## BRANO SELEZIONATO
────────────────────

Torino, 3 feb. (askanews) – Pronunciare una parola come “invisibilità” quando ci si riferisce al lavoro di Tino Sehgal, l’artista tedesco classe 1976 che oggi è senza dubbio uno dei più importanti sulla scena internazionale, può sembrare fin troppo facile e scontato. I suoi lavori sono privi di oggetti e non possono essere fotografati, non esistono cataloghi né didascalie, lui stesso è schivo e preferisce la distanza rispetto ai riflettori. Tutto vero. Ma l’invisibilità a cui ci di riferisce dopo avere assistito con stupore, partecipazione e alla fine commozione a oltre due ore di performance di danza, canto e interazione con il pubblico che rappresentano il cuore del primo progetto personale di Sehgal che arriva in Italia, alle Officine Grandi Riparazioni di Torino, quell’invisibilità è di altro tipo e ha a che fare con l’enorme quantità di possibilità che l’opera spalanca a ciascuno spettatore e che restano, sotto le grandi navate dello spazio espositivo torinese, appunto invisibili.

────────────────────

## ATTIVITÀ RICHIESTE
**1)** Secondo il brano su Tino Sehgal, in quale spazio torinese arriva il primo progetto personale dell'artista in Italia?
**2)** Scrivi il seguito dell'articolo su Tino Sehgal, riprendendo subito dopo la sua ultima frase.

────────────────────

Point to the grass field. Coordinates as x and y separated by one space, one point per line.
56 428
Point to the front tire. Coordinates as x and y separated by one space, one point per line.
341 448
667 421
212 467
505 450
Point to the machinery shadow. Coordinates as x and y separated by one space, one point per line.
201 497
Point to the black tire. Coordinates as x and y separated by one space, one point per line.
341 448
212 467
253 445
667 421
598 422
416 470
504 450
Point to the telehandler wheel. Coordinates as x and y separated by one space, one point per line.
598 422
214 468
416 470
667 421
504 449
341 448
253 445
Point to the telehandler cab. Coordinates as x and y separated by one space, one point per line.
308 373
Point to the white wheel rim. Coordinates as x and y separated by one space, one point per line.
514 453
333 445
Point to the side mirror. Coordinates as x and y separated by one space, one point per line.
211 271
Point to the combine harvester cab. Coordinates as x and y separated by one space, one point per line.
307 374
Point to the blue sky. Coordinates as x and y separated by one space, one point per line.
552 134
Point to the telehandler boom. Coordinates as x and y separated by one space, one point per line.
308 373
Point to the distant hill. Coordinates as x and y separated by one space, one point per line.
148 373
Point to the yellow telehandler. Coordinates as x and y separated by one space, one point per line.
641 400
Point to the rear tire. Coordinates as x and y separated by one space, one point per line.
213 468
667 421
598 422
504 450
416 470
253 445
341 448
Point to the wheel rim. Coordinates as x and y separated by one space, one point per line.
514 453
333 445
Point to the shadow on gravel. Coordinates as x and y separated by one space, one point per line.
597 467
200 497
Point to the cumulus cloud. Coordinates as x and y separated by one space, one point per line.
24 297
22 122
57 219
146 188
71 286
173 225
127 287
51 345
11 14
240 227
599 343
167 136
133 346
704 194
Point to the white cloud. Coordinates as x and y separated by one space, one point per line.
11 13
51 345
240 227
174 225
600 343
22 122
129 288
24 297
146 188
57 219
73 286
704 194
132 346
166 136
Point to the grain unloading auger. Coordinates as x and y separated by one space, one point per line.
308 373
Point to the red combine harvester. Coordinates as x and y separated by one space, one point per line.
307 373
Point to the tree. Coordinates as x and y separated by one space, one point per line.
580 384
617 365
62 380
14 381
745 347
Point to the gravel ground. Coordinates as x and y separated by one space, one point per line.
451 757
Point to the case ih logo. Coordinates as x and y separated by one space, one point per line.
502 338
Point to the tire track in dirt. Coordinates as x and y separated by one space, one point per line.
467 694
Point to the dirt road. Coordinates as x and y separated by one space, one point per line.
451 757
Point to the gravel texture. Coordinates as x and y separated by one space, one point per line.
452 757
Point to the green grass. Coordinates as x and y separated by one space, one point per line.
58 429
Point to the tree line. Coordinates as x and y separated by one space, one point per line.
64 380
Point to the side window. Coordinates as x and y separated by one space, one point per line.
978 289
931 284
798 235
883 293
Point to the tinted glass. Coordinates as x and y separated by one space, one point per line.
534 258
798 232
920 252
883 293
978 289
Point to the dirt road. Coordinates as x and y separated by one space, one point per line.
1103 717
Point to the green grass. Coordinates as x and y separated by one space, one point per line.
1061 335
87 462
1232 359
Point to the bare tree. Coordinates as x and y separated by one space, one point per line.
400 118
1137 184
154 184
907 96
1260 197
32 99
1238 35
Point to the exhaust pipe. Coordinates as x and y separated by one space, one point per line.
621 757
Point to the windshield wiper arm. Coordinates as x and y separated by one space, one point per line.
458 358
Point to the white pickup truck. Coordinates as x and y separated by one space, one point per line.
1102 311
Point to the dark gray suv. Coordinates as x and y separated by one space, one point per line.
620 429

────────────────────

## RISPOSTE ALLE ATTIVITÀ
**1)** Alle Officine Grandi Riparazioni di Torino.

**2)**
Sono le trame degli sguardi, che vanno dai ballerini al pubblico e viceversa, linee infuocate che, se disponessimo di un visore a infrarossi, individueremmo in tutto il loro fittissimo mappare il volume del Binario 1 delle OGR. Sono le storie che i performer raccontano individualmente agli spettatori, storie che possiamo solo ascoltare e immaginare, cui possiamo credere o meno, rispondere o tacere, ma che, pur toccandoci profondamente, non lasciano tracce concrete, solo sensazioni e, chissà, la nostalgia di quegli stessi ricordi altrui.
“Le persone corrono, cantano, danzano, si muovono in un certo senso come ‘sciami’ di uccelli – ci ha poi detto Tino Sehgal, dritto davanti a una parete di mattoni neri che ne metteva ancora più in risalto gli occhi mobili e il calore delle risposte -. Sono diversi anni che lavoro su questi movimenti e quando le persone si avvicinano al pubblico raccontano delle loro storie, rispondendo a una domanda semplice: quando hai avuto la sensazione di essere arrivato a qualche risultato, o di avere un senso di appartenenza”.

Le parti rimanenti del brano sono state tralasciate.